* **Exercise 1**: List every amount stated in billions of euros in the market commentary.
* **Exercise 2**: Print the part of the market commentary from "A combination of" to "1.3450 to 1.3374.".

* **Text extract**:
The greenback is the relative strength winner in the ongoing session as risk aversion heightens. EUR and NZD are the biggest losers. Major European equities recovered most of their losses but remain in negative territory.

A combination of disappointing German bond auction with weak data sent Euro lower today. Germany sold only EUR 3.64 bln worth of 10 year bund today while it targeted EUR 6 bln. The Bundesbank retained EUR 2.35 bln that it will attempt to sell over the next few days. The average yield was 1.98% compared to previous 2.09% with weak bid to cover of 1.07.

September Eurozone industrial new orders were significantly below expectations as they plunged -6.4% from previous +1.4% which translates to a mere 1.6% growth y/y (down from Augusts' 5.9%). This is the biggest decline in three years and confirms bleak outlook for Eurozone manufacturing sector. EURUSD fell on the news from 1.3450 to 1.3374.

The Minutes from November MPC meeting showed that all members voted to keep rates steady and there were no votes for more QE. However, some members noted that more bond purchases may be needed in the future. Current QE will continue for additional three months.

Trading during the NY session will be influenced by a large number of data releases. At 8:30 am ET October durable goods orders are due and are seen lower at -1.1% from -0.6% (core orders are expected to grow only 0.1% from previous 1.8%)

Due to tomorrow's Thanksgiving holidays, jobless claims are due today and are seen at 389K from 388K. For the past three weeks, claims have been below the 400k mark.

Object location annotation data:
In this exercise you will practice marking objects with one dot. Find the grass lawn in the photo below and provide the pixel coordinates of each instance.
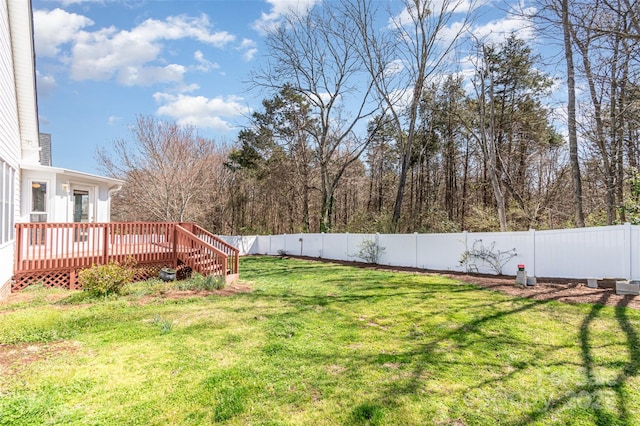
(318, 344)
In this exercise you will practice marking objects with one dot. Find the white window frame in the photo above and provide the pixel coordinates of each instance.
(47, 199)
(7, 203)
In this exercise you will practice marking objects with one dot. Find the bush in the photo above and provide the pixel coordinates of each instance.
(370, 251)
(198, 282)
(101, 280)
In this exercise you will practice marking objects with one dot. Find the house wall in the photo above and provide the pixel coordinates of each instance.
(21, 27)
(59, 195)
(10, 149)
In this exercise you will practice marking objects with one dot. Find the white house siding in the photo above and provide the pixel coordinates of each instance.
(20, 24)
(10, 148)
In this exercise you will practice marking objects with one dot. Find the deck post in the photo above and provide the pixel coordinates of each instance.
(18, 249)
(73, 279)
(105, 245)
(175, 246)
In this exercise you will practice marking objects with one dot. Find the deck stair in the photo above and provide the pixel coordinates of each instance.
(52, 253)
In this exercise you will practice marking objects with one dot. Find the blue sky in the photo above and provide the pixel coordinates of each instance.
(99, 64)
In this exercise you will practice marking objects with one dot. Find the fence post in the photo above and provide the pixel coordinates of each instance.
(105, 244)
(627, 251)
(347, 253)
(416, 241)
(531, 249)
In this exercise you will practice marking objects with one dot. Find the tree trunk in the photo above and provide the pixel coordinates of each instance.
(571, 118)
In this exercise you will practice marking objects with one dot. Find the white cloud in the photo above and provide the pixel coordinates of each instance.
(279, 9)
(205, 65)
(404, 18)
(70, 2)
(131, 57)
(113, 119)
(46, 84)
(250, 49)
(213, 113)
(55, 28)
(499, 30)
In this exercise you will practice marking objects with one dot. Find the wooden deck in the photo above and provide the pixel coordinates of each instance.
(53, 253)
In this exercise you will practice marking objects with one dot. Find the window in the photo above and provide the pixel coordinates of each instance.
(7, 202)
(38, 201)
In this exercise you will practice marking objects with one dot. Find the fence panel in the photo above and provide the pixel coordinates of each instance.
(440, 251)
(399, 250)
(502, 242)
(598, 252)
(581, 253)
(336, 246)
(311, 245)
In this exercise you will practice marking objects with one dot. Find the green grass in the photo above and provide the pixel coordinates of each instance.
(318, 344)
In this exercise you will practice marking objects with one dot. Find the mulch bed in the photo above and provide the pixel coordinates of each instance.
(562, 290)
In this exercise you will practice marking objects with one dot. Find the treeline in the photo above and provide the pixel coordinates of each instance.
(375, 127)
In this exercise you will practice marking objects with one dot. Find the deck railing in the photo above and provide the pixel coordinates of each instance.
(65, 248)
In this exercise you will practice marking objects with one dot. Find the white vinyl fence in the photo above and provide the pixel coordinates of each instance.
(599, 252)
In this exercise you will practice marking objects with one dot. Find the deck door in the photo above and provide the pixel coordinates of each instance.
(83, 206)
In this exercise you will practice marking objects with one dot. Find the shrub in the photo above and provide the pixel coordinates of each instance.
(101, 280)
(370, 251)
(198, 282)
(496, 259)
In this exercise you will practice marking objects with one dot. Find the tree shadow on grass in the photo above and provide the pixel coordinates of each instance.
(588, 396)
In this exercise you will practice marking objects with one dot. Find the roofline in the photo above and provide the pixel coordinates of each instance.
(72, 173)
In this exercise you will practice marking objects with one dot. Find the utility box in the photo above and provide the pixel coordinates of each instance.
(521, 276)
(628, 287)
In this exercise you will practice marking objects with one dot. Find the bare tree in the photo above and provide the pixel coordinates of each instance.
(166, 168)
(403, 56)
(313, 53)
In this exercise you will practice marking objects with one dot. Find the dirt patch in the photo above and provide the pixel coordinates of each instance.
(26, 296)
(13, 358)
(560, 289)
(230, 290)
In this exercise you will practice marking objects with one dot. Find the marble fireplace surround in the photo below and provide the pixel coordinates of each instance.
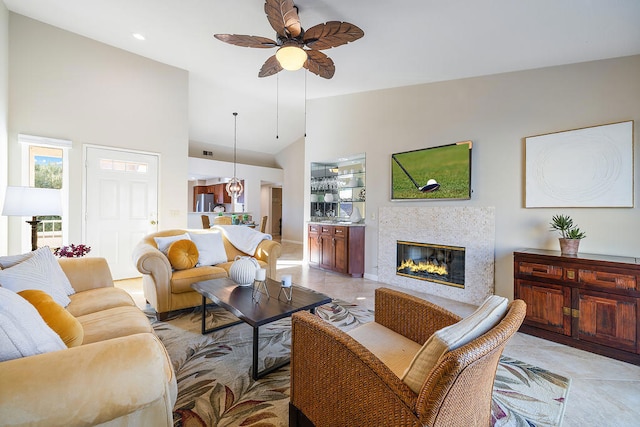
(470, 227)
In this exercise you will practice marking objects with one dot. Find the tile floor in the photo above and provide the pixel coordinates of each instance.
(604, 391)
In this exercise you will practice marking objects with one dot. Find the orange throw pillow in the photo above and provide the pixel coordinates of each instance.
(183, 254)
(56, 316)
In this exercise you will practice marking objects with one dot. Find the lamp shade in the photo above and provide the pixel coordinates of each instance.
(291, 58)
(31, 201)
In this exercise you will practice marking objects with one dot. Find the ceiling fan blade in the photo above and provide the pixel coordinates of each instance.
(283, 17)
(246, 41)
(320, 64)
(331, 34)
(270, 67)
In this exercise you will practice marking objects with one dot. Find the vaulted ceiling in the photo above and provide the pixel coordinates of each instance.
(405, 43)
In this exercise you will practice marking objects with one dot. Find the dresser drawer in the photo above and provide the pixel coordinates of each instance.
(607, 280)
(539, 270)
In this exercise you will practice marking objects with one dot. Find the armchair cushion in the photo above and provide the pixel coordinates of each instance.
(210, 247)
(60, 320)
(182, 254)
(22, 330)
(40, 271)
(452, 337)
(393, 349)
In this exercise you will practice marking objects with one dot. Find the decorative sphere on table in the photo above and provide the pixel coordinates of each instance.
(243, 270)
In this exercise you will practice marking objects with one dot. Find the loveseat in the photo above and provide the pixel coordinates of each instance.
(168, 288)
(119, 373)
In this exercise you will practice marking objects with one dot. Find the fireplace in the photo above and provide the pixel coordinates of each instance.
(431, 262)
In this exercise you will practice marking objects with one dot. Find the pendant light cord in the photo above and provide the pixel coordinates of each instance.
(235, 139)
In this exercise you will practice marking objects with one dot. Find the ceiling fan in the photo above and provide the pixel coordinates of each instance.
(297, 48)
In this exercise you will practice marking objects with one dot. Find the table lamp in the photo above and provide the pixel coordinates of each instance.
(33, 202)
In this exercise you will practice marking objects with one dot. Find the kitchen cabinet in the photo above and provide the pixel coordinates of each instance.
(587, 301)
(337, 248)
(220, 194)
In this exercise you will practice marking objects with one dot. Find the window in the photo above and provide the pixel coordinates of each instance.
(45, 161)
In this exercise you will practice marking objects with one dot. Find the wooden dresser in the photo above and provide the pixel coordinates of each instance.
(588, 301)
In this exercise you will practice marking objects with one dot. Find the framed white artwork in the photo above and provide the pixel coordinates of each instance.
(589, 167)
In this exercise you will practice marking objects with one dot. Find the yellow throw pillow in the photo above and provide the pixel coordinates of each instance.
(183, 254)
(56, 316)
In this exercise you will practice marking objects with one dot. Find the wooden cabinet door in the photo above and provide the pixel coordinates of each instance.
(314, 244)
(607, 319)
(548, 305)
(340, 250)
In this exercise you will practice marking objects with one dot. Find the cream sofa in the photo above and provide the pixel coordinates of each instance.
(121, 375)
(167, 290)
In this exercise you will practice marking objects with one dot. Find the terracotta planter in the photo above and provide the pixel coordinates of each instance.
(569, 246)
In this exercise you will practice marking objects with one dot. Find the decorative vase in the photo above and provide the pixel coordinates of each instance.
(243, 270)
(569, 246)
(355, 215)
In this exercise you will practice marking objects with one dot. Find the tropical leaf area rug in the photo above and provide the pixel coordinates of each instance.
(215, 387)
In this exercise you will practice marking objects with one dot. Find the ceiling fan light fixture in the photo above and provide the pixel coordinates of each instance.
(291, 58)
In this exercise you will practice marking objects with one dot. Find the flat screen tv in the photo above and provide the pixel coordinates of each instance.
(440, 173)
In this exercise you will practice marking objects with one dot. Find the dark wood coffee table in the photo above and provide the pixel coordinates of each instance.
(239, 301)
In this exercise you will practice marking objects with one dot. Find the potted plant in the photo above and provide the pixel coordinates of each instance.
(570, 234)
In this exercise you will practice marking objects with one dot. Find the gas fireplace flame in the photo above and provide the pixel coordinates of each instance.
(423, 267)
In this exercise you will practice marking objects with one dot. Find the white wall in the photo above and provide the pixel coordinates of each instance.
(294, 191)
(4, 117)
(66, 86)
(495, 112)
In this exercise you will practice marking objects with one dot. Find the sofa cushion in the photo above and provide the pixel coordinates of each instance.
(210, 247)
(23, 332)
(11, 260)
(393, 349)
(60, 320)
(182, 254)
(164, 242)
(113, 323)
(181, 280)
(446, 339)
(40, 271)
(93, 300)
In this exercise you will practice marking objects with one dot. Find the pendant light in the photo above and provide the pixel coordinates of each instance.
(234, 186)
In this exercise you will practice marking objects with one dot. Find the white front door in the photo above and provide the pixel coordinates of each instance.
(121, 204)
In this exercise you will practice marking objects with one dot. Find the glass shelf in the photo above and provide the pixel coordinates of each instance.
(345, 180)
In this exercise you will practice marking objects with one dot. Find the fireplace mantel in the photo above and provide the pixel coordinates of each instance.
(470, 227)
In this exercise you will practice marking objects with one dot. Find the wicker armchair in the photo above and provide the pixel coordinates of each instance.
(336, 381)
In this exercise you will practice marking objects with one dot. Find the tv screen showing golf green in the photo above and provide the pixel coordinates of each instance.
(442, 172)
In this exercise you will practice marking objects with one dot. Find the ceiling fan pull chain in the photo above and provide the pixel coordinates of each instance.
(305, 103)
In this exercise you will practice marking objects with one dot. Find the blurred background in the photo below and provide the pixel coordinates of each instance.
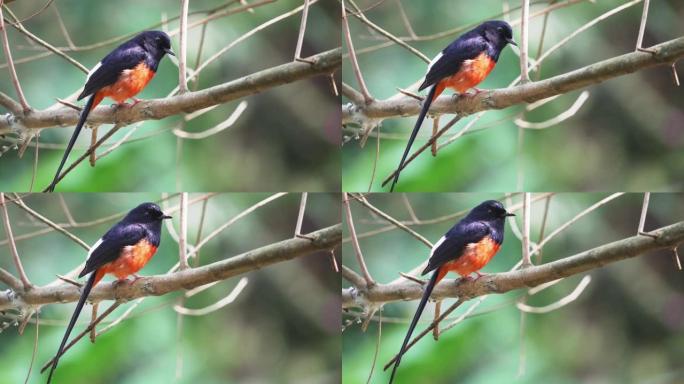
(289, 133)
(627, 326)
(629, 134)
(282, 328)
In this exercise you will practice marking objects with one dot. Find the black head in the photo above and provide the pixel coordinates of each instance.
(146, 213)
(488, 211)
(157, 43)
(497, 32)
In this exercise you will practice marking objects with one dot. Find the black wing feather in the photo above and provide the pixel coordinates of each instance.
(466, 47)
(113, 242)
(456, 240)
(125, 57)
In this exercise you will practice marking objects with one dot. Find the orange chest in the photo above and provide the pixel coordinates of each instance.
(129, 84)
(472, 73)
(131, 260)
(475, 256)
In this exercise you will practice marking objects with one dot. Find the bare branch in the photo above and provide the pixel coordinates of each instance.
(183, 37)
(12, 245)
(352, 56)
(322, 239)
(524, 37)
(10, 62)
(664, 54)
(668, 237)
(642, 25)
(258, 82)
(644, 211)
(217, 305)
(355, 241)
(183, 235)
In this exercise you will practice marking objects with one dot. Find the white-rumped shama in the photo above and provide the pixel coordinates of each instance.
(466, 248)
(121, 75)
(462, 65)
(122, 251)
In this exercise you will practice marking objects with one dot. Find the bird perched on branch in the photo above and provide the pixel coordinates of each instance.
(122, 251)
(466, 248)
(465, 63)
(121, 75)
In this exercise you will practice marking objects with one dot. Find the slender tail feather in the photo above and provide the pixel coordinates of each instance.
(81, 121)
(414, 133)
(421, 306)
(84, 295)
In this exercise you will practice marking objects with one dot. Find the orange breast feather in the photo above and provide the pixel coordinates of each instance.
(472, 73)
(131, 260)
(129, 84)
(475, 257)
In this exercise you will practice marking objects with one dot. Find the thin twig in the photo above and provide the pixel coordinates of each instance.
(10, 62)
(302, 31)
(560, 303)
(524, 37)
(183, 235)
(644, 211)
(392, 220)
(352, 56)
(526, 262)
(80, 335)
(300, 214)
(642, 26)
(12, 245)
(355, 241)
(182, 59)
(35, 348)
(50, 223)
(217, 305)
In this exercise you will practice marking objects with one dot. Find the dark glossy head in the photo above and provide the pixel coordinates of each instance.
(146, 213)
(497, 32)
(157, 43)
(488, 211)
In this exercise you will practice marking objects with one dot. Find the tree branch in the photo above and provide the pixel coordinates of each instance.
(323, 239)
(321, 64)
(666, 238)
(663, 54)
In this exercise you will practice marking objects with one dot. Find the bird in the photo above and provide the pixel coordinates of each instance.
(123, 250)
(121, 75)
(462, 65)
(466, 248)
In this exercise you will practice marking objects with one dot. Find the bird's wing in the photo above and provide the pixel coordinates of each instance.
(450, 60)
(109, 247)
(450, 247)
(107, 71)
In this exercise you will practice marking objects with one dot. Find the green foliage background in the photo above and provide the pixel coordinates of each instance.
(283, 328)
(629, 135)
(626, 327)
(289, 133)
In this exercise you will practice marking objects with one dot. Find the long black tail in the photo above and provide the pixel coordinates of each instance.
(72, 322)
(416, 317)
(81, 121)
(414, 133)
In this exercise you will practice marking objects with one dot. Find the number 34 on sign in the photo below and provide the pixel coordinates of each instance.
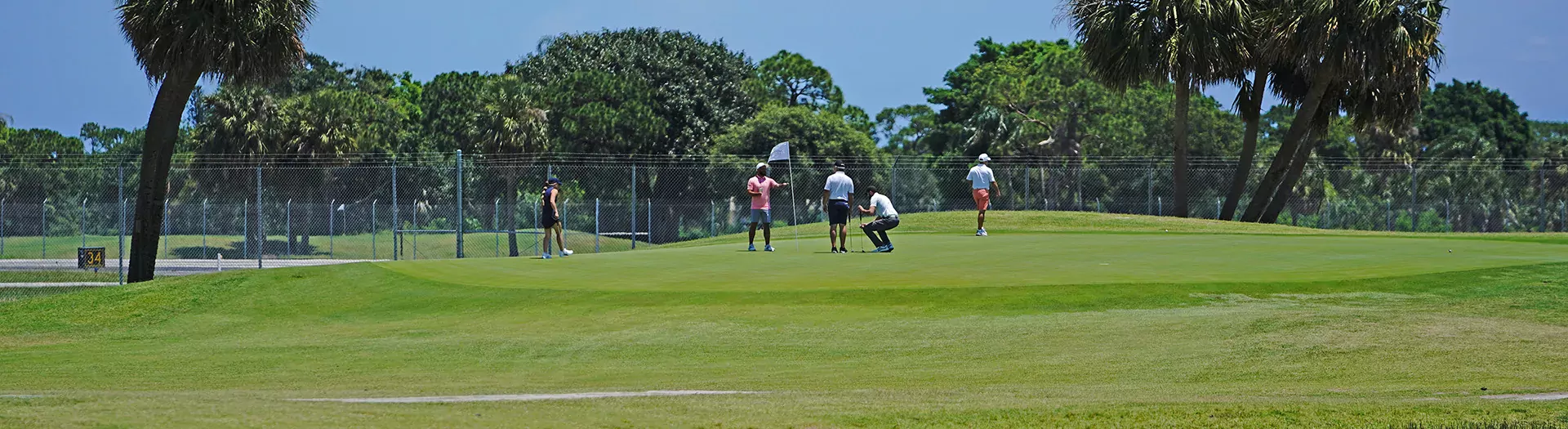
(90, 258)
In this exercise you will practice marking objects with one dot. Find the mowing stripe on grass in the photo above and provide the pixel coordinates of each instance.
(535, 396)
(1530, 396)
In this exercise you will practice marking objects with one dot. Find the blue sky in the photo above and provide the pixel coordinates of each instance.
(65, 63)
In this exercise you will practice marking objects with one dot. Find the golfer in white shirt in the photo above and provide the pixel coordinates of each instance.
(886, 219)
(983, 184)
(838, 195)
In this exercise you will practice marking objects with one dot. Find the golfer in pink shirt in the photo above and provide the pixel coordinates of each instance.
(761, 189)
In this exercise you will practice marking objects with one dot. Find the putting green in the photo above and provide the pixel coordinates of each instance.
(1114, 326)
(1000, 260)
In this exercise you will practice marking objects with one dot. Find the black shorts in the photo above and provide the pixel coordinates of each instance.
(838, 212)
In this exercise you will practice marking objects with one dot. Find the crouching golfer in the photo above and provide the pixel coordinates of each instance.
(886, 219)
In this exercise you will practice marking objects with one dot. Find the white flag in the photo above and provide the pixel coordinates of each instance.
(780, 153)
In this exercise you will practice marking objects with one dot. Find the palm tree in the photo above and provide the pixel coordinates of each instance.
(179, 41)
(1377, 56)
(1192, 42)
(509, 123)
(1250, 101)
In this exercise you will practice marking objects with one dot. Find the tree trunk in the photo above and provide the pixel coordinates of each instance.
(1179, 136)
(1286, 189)
(1252, 114)
(511, 185)
(163, 131)
(511, 224)
(1288, 148)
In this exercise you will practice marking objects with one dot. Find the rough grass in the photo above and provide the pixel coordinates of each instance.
(935, 335)
(320, 247)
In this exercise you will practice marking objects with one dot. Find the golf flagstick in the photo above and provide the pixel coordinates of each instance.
(782, 153)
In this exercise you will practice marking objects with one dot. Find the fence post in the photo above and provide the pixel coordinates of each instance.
(893, 185)
(83, 221)
(538, 239)
(122, 225)
(1027, 189)
(165, 238)
(1448, 214)
(245, 228)
(461, 221)
(414, 238)
(261, 228)
(373, 228)
(596, 225)
(204, 228)
(634, 206)
(332, 238)
(1148, 190)
(42, 231)
(1540, 206)
(1388, 212)
(1414, 219)
(289, 228)
(496, 225)
(397, 224)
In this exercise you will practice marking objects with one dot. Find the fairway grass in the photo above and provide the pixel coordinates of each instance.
(1022, 328)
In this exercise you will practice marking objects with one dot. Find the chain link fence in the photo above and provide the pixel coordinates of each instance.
(253, 211)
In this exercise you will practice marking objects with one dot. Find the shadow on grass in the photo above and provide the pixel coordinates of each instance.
(238, 250)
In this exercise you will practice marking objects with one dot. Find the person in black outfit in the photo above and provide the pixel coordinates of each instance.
(550, 217)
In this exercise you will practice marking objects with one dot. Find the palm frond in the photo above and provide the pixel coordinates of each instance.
(234, 40)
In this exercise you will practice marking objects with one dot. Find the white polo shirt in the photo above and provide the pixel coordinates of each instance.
(883, 206)
(980, 177)
(840, 185)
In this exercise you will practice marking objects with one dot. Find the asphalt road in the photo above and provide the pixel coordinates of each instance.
(173, 266)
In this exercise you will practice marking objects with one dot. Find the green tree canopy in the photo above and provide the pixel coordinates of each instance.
(811, 134)
(795, 81)
(1490, 114)
(695, 87)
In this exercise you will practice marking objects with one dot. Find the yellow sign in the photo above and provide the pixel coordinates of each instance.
(90, 258)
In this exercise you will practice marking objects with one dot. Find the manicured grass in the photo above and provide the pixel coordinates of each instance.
(60, 275)
(1024, 328)
(336, 247)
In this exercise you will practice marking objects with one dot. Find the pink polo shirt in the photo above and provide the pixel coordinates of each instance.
(765, 187)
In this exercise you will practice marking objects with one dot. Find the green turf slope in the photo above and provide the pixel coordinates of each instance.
(1405, 335)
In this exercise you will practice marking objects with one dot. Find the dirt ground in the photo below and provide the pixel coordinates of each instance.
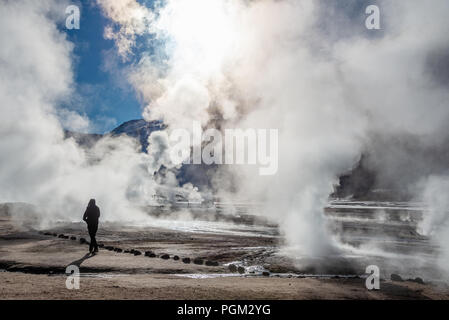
(33, 264)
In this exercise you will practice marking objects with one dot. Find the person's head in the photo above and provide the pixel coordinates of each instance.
(91, 203)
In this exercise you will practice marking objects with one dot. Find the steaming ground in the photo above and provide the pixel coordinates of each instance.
(380, 233)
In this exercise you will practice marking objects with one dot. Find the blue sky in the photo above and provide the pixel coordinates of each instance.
(102, 92)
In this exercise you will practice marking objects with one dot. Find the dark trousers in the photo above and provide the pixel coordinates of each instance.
(92, 228)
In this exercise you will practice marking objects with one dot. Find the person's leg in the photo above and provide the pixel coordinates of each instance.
(94, 240)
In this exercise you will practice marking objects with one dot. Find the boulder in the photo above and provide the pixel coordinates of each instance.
(232, 268)
(396, 277)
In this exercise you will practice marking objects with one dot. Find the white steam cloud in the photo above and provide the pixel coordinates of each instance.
(268, 64)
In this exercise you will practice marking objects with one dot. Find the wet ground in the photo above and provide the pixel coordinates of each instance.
(224, 248)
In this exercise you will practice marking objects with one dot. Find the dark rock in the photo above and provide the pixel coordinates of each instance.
(232, 268)
(396, 277)
(417, 280)
(186, 260)
(148, 253)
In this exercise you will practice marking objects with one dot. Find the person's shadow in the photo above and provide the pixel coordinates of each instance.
(80, 261)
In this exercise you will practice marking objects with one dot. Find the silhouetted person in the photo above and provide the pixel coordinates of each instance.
(91, 216)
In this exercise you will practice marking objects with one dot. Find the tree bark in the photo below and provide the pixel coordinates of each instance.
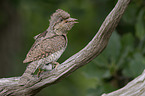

* **Written response 1**: EUR 3.64 bln, EUR 6 bln, EUR 2.35 bln

* **Written response 2**:
A combination of disappointing German bond auction with weak data sent Euro lower today. Germany sold only EUR 3.64 bln worth of 10 year bund today while it targeted EUR 6 bln. The Bundesbank retained EUR 2.35 bln that it will attempt to sell over the next few days. The average yield was 1.98% compared to previous 2.09% with weak bid to cover of 1.07.

September Eurozone industrial new orders were significantly below expectations as they plunged -6.4% from previous +1.4% which translates to a mere 1.6% growth y/y (down from Augusts' 5.9%). This is the biggest decline in three years and confirms bleak outlook for Eurozone manufacturing sector. EURUSD fell on the news from 1.3450 to 1.3374.